Exercise details:
Rewrite the listing below, changing every "evaluation set" to "test set" and leaving everything else as it is. Omit the pictures from your version.

Provided records:
— Start —

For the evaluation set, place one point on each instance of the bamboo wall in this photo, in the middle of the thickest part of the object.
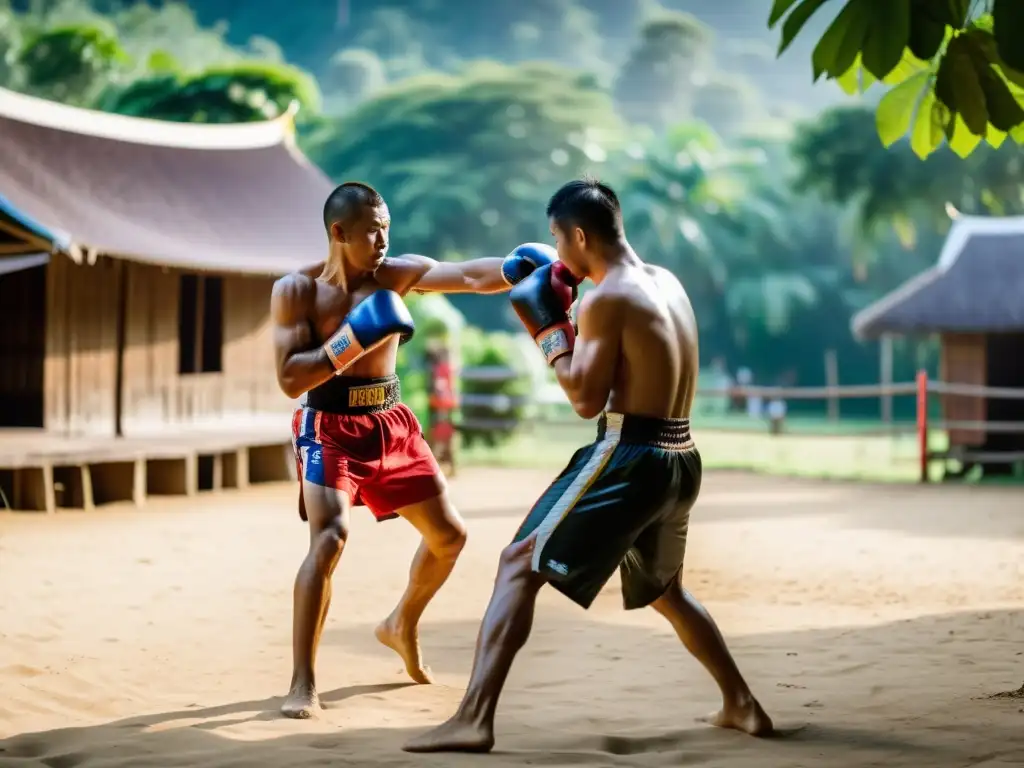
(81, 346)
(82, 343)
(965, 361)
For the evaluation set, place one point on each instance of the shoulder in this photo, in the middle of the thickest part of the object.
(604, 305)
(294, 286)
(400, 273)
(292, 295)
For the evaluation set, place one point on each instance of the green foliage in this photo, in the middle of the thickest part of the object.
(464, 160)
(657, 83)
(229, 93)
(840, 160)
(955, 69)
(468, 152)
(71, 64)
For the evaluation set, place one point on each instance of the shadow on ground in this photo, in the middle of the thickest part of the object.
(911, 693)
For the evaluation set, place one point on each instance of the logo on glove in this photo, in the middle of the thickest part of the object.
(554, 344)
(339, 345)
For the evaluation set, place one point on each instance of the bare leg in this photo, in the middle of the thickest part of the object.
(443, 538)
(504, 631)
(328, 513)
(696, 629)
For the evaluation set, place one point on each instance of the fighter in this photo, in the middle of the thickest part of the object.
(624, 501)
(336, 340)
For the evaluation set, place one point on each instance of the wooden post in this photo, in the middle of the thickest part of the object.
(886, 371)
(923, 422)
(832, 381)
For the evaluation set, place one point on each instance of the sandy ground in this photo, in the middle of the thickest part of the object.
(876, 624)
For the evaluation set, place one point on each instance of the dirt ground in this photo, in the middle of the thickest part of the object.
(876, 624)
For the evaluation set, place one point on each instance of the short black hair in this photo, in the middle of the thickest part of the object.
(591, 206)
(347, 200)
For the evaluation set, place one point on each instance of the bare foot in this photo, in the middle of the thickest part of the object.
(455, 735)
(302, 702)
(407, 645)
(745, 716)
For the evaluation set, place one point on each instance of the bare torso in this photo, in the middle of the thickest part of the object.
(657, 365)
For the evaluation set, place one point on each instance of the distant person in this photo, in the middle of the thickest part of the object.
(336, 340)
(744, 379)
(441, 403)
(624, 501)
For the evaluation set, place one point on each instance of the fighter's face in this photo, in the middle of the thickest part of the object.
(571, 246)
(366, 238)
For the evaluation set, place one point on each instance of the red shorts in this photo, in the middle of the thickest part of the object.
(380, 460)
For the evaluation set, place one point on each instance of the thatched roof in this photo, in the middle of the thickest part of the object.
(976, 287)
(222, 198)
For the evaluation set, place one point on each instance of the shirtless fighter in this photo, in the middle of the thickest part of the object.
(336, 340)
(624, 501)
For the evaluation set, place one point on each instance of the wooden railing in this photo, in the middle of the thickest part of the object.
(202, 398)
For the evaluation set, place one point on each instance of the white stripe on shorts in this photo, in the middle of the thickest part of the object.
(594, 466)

— End —

Exercise solution:
For the test set, place one point on each instance of the bamboo wall in this photo, in the middle of the thickest part of the object.
(81, 346)
(82, 343)
(965, 361)
For the test set, place one point on each instance of the shoulder in this photo, in the middle of the thickest part of the object.
(604, 305)
(294, 286)
(400, 273)
(292, 295)
For the test set, place one point on each instance of the green foliage in this photo, in the middle of the thickest part of the object.
(464, 160)
(657, 83)
(229, 93)
(840, 160)
(955, 69)
(468, 152)
(71, 64)
For the test set, place one point on each instance of the shadow on ground in this photo, in the middle of the thickest part of the object.
(911, 693)
For the test set, place one point on each instance of the logo on glove in this photo, in the middle of the thickest part of the object.
(554, 344)
(339, 345)
For the test set, place one point on each instance of the bare leg in this photo, in the middle of the thickest part of the object.
(443, 538)
(504, 631)
(328, 513)
(696, 629)
For the test set, place one point on each instance of the fighter in this photo, in the middle of the thickest part of the object.
(624, 501)
(336, 340)
For the test set, place one point on each instance of the wooden post in this photo, in the middle of the thickest part of the object.
(886, 371)
(923, 422)
(832, 381)
For the test set, place one point on each instance of the sandy ground in this photo, in the middle of the thickest part of the object.
(876, 624)
For the test set, place one point on each instance of the dirt ground in this photo, in the middle of the thickest part of the object.
(876, 624)
For the test set, place one point on each instance of the short black hair in this photo, in the middle of the thickest part of the object.
(591, 206)
(347, 200)
For the test set, place one point on each instance of the bare foot in this photo, in the middle of the thickest part of the object.
(455, 735)
(302, 702)
(407, 645)
(745, 716)
For the test set, place one point on each instance of the bare torso in this photo, in the middle of the thickest part of the object.
(657, 365)
For the test set, place one point on each instance of the distant person in this photo, in the middle of the thickest part of the object.
(336, 340)
(744, 379)
(441, 403)
(624, 501)
For the test set, place one point on each instance of the fighter's face in this photo, in the middle of the thickest part of the object.
(571, 246)
(366, 238)
For the test set, place one point on each instance of the red shorts in this photo, in the middle of the thickest part of the object.
(380, 460)
For the test set, place one point on each instance of the thatched roof in this photo, in the middle of the thickest part of the object.
(976, 287)
(222, 198)
For the test set, place one point on each instance of the shirtless fighter in this photo, in the middle of the thickest part of the object.
(336, 340)
(624, 501)
For the test set, place one point on each instance of the wooden railing in this photo, in the middle of the thickest part of the object.
(202, 398)
For the test set, place one point on each instance of the white stripe on shorts in this photo, in the middle of the thickest part of the object.
(594, 466)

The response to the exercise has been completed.